- SOURCE TEXT -
####
In 2010, Kang was promoted once again, to the High-A affiliate Charlotte Stone Crabs in the Florida State League, however this year his batting average dropped over 60 points to .241, and he managed to hit only one home run. When speaking to Kang about the 2010 season, he said "I tried to muscle to ball too much and over swung too often. After having a good year this past season, I started to think too much about hitting home runs, and I think that got the best of me. Although that season was a huge disappointment, it allowed me to take a step back and not be too aggressive at the plate."
####
- PROMPT -
Copy out the passage on Kang's 2010 season word for word, in full. The material that comes next has nothing to do with the passage on Kang's 2010 season.

- Saved entries -
####
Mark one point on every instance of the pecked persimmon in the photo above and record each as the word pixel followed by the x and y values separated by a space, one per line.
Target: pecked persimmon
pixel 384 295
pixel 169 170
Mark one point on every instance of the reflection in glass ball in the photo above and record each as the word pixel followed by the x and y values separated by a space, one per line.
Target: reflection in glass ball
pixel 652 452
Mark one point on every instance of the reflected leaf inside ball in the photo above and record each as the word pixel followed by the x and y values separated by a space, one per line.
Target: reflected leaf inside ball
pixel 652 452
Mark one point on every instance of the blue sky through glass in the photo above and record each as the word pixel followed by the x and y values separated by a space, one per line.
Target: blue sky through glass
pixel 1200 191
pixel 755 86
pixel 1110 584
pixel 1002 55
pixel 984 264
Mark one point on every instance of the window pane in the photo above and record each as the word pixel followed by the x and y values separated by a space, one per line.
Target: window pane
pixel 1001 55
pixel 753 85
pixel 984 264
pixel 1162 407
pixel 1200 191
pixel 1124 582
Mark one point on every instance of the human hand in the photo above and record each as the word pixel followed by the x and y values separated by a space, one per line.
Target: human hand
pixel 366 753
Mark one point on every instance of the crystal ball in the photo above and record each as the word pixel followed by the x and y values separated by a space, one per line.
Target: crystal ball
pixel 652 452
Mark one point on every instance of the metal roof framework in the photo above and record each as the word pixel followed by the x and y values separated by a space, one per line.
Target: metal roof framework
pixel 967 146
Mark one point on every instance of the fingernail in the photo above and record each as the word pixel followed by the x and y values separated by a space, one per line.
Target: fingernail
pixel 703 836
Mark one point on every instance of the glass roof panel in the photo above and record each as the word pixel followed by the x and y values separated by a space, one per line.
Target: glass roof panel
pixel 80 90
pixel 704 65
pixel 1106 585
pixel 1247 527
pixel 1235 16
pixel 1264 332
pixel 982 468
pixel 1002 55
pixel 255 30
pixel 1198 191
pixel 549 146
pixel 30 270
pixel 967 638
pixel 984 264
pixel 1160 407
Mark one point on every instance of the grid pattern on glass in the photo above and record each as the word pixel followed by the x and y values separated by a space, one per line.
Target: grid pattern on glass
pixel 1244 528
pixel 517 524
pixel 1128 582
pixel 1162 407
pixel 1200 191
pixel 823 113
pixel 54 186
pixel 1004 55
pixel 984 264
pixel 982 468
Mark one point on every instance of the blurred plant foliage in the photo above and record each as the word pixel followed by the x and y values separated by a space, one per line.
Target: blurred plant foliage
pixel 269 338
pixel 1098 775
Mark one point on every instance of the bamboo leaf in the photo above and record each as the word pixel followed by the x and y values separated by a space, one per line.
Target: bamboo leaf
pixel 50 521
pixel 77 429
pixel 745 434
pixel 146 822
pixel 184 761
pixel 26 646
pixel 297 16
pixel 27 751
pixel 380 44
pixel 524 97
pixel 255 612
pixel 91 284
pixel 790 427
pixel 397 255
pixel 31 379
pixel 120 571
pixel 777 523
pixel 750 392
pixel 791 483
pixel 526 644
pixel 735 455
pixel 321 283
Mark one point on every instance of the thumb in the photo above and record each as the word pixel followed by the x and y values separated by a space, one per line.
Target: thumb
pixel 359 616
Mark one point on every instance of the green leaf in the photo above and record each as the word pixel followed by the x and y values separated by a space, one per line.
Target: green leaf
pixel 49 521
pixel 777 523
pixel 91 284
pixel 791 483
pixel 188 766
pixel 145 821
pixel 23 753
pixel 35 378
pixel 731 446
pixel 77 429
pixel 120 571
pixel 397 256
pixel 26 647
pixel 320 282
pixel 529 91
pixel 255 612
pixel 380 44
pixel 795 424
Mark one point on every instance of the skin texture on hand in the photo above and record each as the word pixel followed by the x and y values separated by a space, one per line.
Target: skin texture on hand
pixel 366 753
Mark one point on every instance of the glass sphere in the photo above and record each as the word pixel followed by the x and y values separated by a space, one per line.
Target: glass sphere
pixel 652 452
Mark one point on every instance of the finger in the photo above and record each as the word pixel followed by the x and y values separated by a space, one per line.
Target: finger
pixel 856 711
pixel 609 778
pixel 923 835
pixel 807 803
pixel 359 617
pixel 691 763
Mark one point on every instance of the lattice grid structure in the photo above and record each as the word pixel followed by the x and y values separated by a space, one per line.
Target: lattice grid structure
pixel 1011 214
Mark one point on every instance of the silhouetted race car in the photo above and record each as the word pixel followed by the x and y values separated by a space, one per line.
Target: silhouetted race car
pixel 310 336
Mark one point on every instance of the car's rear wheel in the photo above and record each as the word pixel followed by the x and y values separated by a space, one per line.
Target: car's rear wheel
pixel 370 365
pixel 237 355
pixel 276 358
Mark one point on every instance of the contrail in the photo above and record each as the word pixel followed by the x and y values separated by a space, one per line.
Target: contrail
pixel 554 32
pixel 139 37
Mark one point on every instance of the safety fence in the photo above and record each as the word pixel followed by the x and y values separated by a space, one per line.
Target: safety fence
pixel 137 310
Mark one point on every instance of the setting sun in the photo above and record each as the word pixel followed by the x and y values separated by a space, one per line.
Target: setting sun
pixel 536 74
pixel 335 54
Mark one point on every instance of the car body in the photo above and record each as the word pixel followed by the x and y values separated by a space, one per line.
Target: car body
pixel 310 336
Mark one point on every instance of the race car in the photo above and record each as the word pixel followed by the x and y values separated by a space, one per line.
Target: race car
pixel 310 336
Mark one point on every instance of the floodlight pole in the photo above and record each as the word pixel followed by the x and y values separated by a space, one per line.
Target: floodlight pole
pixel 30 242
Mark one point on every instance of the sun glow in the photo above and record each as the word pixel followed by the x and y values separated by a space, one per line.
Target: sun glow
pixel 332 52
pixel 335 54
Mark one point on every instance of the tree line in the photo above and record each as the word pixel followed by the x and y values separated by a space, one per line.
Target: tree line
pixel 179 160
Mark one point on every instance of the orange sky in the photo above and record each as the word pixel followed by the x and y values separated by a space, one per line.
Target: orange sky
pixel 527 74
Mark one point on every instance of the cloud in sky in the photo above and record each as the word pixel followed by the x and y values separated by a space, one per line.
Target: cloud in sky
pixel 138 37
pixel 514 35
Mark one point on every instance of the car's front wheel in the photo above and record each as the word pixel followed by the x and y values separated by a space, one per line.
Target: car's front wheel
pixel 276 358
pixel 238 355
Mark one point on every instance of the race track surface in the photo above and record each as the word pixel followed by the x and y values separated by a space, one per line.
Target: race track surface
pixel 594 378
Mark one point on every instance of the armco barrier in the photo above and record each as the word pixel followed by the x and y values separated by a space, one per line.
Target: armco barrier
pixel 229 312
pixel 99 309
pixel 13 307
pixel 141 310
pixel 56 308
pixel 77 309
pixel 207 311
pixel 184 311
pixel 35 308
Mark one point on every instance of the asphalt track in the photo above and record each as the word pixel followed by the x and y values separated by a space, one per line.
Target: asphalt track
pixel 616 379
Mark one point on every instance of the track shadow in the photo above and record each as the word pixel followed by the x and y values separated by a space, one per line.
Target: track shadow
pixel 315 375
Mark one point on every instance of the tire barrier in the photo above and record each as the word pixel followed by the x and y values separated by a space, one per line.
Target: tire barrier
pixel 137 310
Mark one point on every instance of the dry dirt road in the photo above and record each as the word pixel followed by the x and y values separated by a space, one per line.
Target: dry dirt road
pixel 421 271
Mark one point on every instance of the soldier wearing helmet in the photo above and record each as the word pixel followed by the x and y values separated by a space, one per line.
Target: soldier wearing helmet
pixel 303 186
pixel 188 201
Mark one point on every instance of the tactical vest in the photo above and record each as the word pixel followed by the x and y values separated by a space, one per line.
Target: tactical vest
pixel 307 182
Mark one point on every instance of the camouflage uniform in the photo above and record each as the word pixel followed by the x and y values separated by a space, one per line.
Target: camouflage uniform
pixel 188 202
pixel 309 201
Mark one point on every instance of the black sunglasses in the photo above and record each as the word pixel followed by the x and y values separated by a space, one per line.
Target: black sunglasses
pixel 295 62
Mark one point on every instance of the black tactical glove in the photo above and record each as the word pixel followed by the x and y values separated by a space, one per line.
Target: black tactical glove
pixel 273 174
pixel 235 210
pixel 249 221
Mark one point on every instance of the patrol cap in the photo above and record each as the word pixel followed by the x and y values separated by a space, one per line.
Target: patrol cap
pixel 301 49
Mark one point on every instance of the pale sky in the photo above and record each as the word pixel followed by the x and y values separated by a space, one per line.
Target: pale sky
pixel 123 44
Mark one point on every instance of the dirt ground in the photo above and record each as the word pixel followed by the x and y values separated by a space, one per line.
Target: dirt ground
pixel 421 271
####
- ANSWER FOR THIS EXERCISE -
In 2010, Kang was promoted once again, to the High-A affiliate Charlotte Stone Crabs in the Florida State League, however this year his batting average dropped over 60 points to .241, and he managed to hit only one home run. When speaking to Kang about the 2010 season, he said "I tried to muscle to ball too much and over swung too often. After having a good year this past season, I started to think too much about hitting home runs, and I think that got the best of me. Although that season was a huge disappointment, it allowed me to take a step back and not be too aggressive at the plate."